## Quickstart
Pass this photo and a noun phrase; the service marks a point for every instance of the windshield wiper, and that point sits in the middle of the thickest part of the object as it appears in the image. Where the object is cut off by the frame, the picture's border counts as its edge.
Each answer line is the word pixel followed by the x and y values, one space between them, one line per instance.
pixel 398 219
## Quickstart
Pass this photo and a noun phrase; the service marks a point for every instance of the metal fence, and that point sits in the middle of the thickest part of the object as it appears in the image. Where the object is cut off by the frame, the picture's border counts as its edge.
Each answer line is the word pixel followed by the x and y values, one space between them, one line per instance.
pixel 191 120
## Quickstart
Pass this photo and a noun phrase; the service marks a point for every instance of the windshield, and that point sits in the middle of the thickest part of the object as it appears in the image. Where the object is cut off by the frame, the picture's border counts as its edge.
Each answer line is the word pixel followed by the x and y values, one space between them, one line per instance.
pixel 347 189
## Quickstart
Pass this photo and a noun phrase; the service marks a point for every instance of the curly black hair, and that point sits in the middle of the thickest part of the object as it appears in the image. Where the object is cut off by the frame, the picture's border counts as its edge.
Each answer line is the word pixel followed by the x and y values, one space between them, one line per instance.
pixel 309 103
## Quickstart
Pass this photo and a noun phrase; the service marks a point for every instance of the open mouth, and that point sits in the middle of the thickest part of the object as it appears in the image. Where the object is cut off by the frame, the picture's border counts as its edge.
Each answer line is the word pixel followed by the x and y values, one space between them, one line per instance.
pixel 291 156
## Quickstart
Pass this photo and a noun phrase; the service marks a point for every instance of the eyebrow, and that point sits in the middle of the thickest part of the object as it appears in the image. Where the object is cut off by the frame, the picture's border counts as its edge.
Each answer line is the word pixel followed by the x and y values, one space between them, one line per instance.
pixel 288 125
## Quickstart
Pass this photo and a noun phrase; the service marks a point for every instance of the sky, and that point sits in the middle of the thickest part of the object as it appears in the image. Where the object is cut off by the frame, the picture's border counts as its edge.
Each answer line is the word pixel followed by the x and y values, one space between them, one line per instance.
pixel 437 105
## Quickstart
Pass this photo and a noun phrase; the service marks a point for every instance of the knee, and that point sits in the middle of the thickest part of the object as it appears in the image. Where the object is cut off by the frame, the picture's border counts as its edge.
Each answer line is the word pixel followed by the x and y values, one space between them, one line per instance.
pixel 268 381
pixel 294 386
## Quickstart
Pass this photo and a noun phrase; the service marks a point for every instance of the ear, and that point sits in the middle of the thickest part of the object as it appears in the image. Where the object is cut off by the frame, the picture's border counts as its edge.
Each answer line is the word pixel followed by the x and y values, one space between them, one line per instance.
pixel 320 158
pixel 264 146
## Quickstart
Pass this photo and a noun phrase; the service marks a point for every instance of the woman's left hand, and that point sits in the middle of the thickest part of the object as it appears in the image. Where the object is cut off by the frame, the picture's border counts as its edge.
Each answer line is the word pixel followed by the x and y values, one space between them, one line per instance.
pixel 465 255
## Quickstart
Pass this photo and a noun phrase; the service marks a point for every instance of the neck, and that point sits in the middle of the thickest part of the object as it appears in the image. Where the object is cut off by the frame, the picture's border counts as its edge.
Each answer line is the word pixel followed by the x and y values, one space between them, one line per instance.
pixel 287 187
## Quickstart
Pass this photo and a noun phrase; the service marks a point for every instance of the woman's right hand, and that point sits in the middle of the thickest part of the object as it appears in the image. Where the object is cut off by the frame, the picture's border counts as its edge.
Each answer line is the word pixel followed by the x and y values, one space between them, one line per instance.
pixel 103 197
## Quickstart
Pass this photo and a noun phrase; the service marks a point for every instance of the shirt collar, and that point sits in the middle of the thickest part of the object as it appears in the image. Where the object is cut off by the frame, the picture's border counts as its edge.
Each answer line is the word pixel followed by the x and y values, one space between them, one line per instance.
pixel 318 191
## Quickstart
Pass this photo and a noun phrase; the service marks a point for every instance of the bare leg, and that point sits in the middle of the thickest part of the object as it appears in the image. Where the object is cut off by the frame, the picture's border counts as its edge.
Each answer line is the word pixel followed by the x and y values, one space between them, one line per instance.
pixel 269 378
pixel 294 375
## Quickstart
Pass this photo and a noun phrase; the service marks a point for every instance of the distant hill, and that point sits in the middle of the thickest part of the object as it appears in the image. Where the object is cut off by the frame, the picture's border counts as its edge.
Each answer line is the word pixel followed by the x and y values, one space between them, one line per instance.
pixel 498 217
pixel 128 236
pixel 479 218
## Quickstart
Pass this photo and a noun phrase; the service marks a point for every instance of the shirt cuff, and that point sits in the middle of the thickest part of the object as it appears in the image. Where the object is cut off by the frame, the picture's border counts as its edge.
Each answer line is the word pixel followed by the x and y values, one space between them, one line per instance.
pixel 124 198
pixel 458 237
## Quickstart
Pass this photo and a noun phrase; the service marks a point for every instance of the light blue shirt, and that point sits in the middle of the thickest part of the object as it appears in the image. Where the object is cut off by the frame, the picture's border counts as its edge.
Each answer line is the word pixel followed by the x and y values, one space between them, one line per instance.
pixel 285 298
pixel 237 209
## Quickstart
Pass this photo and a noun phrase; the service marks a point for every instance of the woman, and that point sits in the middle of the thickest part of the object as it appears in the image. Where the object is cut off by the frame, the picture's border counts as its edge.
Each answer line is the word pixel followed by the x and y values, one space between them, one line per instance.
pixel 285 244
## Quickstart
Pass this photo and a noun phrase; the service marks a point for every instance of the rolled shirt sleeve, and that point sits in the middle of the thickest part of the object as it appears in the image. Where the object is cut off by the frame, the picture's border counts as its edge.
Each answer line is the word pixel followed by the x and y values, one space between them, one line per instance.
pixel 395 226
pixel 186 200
※ ※ ※
**REQUIREMENTS:** Show the data once more, exactly as it was written.

**RESPONSE TO THE EXERCISE:**
## Quickstart
Pass this photo and a noun phrase; the service marks a point for every instance of the windshield wiper, and that point sits in the middle of the thickest part of the object as it appears in the image. Where the object is cut off by the frame, the picture's border counts as its edge.
Each answer line is the word pixel followed by the x and y values, one space between them, one line per instance.
pixel 398 219
## Quickstart
Pass this photo and a noun phrase; the service marks a point for every instance of the metal fence, and that point sits in the middle of the thickest part of the object as it appears in the image. Where the object is cut off by the frame, the picture's border counts as its edge.
Each answer line is the word pixel followed by the x and y values, one space between them, one line per instance.
pixel 191 120
## Quickstart
Pass this photo and a noun phrase; the service marks a point for every instance of the windshield, and that point sits in the middle of the thickest part of the object as it appears in the image. Where the object is cut off by the frame, the picture's border counts as its edge.
Each answer line is the word pixel followed by the x and y values, one space between them, one line per instance.
pixel 347 189
## Quickstart
Pass this photo and a noun phrase; the service marks a point for every instance of the curly black hair, and that point sits in the middle of the thickest part of the object as it appears in the image. Where the object is cut off by the frame, the picture's border counts as its edge.
Each answer line is the word pixel followed by the x and y values, one space between them, one line per instance.
pixel 309 103
## Quickstart
Pass this photo and a noun phrase; the service marks a point for every instance of the open mouth, and that point sits in the middle of the thickest part of the object as it appears in the image. Where the object is cut off by the frame, the picture's border counts as its edge.
Each answer line is the word pixel followed by the x and y values, one space between them, one line per instance.
pixel 291 156
## Quickstart
Pass this photo and a noun phrase; the service marks a point for every instance of the eyebrow, and that point sits in the middle of the thickest part of the object as it appears in the image. Where the object is cut off by the frame, the picture's border counts as its edge.
Each answer line is the word pixel followed by the x and y values, one space between them, one line per instance.
pixel 288 125
## Quickstart
Pass this photo and a noun phrase; the service marks a point for every instance of the sky, and that point sits in the middle of the thickest part of the object as it appears in the image. Where the object is cut off by the frame, the picture's border counts as its edge.
Each answer line is the word pixel followed by the x and y values, one space between them, one line per instance.
pixel 437 105
## Quickstart
Pass this photo and a noun phrase; the service marks a point for every instance of the knee, and that point sits in the middle of the thickest part of the object as it appears in the image. Where the object is cut off by the frame, the picture's border counts as its edge.
Each answer line is the word pixel followed by the x and y values, one space between them, one line per instance.
pixel 268 381
pixel 294 386
## Quickstart
Pass this photo and a noun phrase; the service marks a point for every instance of the ear, and that point sits in the middle of the thickest part of the object as it appears in the image. Where the object is cut off by the frame, the picture's border counts as its edge.
Each answer line is the word pixel followed by the x and y values, one space between them, one line per instance.
pixel 320 158
pixel 264 146
## Quickstart
Pass this photo and a noun phrase; the service marks a point for every instance of the woman's left hand, and that point sits in the middle of the thickest part of the object as it appears in the image. Where the object is cut off by the frame, the picture's border counts as its edge.
Each answer line is the word pixel followed by the x and y values, one space between them, one line per instance.
pixel 465 255
## Quickstart
Pass this photo and a noun phrase; the service marks a point for every instance of the neck, and that point sits in the middle of the thickest part of the object as it appears in the image. Where the object is cut off by the frame, the picture's border counts as its edge.
Each answer line is the word pixel followed by the x and y values, one space between them, one line per instance.
pixel 287 187
## Quickstart
Pass this photo and a noun phrase; the service marks a point for every instance of the woman's right hand, and that point sits in the middle of the thickest part of the object as it appears in the image. Where the object is cut off by the frame, the picture's border counts as its edge.
Each answer line is the word pixel followed by the x and y values, one space between them, one line per instance.
pixel 103 197
## Quickstart
Pass this photo and a noun phrase; the service marks a point for every instance of the shirt collar, and that point sits in the middle of the thickest part of the object as it appears in the image. Where the object is cut off by the frame, the picture's border counts as its edge.
Each answer line is the word pixel followed by the x and y values, one space between them, one line per instance.
pixel 318 191
## Quickstart
Pass this photo and a noun phrase; the service marks a point for every instance of the bare leg, and that point sits in the middle of the thickest part of the object as it appears in the image. Where the object is cut off by the frame, the picture's border counts as its edge.
Each answer line is the word pixel followed by the x and y values, one space between them, one line per instance.
pixel 269 378
pixel 294 375
## Quickstart
Pass this photo and a noun phrase; the service marks a point for every instance of the distant hill, and that point sits in the middle of the thickest part of the object as it appears in the image. Where the object is cut off by the frame, the picture's border counts as its edge.
Each answer line is the word pixel followed by the x and y values, one space between them, one line per instance.
pixel 498 217
pixel 128 236
pixel 479 218
## Quickstart
Pass this photo and a noun phrase; the service marks a point for every instance of the shirt cuff, and that point sits in the middle of the thickest part of the object as it appears in the image. Where the object is cut off by the frame, the picture's border counts as its edge.
Each answer line is the word pixel followed by the x and y values, one space between them, one line per instance.
pixel 124 198
pixel 458 237
## Quickstart
Pass this photo and a noun phrase; the service marks a point for every instance of the light blue shirt, and that point sits in the middle of the thickest part of the object as it appears in the image. Where the object is cut off by the frame, the picture's border counts as its edge.
Each answer line is the word pixel followed by the x and y values, one space between them, one line per instance.
pixel 285 298
pixel 237 209
## Quickstart
Pass this photo and a noun phrase; the service marks a point for every instance of the woman, and that point sits in the middle of the thickest part of the object as it appears in the image. Where the object is cut off by the frame, the picture's border counts as its edge.
Each answer line is the word pixel followed by the x and y values, one space between them, one line per instance.
pixel 285 244
## Quickstart
Pass this photo and a noun phrase; the service marks a point for every instance of the rolled shirt sleeve, and that point sits in the middle of the thickest part of the object as it appears in the image. Where the object is cut off by the frame, the picture's border counts as its edge.
Each answer line is the word pixel followed by the x and y values, one space between them, one line per instance.
pixel 395 226
pixel 186 200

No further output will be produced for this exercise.